DIRECTIONS:
Copy the listing below word for word, starting at the line that contains "In the photo above, where can the golden" and continuing through the last line of the listing.

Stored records

________________________________________

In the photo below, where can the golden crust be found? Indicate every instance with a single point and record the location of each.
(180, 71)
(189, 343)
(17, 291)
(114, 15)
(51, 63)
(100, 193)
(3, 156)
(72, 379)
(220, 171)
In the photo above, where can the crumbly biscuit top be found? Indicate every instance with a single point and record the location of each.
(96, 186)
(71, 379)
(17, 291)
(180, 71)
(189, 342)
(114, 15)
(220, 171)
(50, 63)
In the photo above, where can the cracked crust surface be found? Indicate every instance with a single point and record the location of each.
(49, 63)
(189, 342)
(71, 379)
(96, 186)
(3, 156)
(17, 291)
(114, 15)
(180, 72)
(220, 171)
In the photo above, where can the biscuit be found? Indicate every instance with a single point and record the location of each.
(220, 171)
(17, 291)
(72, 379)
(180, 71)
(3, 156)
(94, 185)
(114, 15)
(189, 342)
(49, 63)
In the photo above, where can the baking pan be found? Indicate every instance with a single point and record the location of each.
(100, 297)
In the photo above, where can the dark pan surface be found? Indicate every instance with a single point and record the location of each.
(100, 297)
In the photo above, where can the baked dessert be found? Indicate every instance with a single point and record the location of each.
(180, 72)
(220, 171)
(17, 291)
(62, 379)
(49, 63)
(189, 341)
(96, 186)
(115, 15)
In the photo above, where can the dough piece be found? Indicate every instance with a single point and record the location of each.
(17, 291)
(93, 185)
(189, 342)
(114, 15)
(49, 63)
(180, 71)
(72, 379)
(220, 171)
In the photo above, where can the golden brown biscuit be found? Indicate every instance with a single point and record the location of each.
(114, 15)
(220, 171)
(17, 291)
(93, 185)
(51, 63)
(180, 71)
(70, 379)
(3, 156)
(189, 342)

________________________________________

WORKED SOLUTION:
In the photo above, where can the golden brown biscuit be found? Indicate every instance with a single point and record the location of each.
(114, 15)
(220, 171)
(17, 291)
(93, 185)
(51, 63)
(180, 71)
(70, 379)
(3, 156)
(189, 342)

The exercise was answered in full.